* [WORK TO COMPLETE]: Take the records underneath and set them down exactly.

Point localization data
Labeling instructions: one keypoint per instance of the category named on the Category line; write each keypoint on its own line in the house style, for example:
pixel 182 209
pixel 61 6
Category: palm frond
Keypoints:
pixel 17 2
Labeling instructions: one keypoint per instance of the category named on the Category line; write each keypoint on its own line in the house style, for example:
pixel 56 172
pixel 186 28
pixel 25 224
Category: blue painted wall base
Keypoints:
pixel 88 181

* [SOLUTION TO THIS PROBLEM]:
Labeling instructions: one keypoint per instance of the category named on the Category line; write each keypoint on its own line in the house style, for example:
pixel 182 209
pixel 61 6
Category: palm frond
Keypoints:
pixel 17 2
Labeling instructions: one keypoint per instance of the category named on the Category line; write each keypoint on its own line in the house style, for example:
pixel 56 172
pixel 186 28
pixel 25 224
Category: blue painted wall base
Keypoints:
pixel 88 181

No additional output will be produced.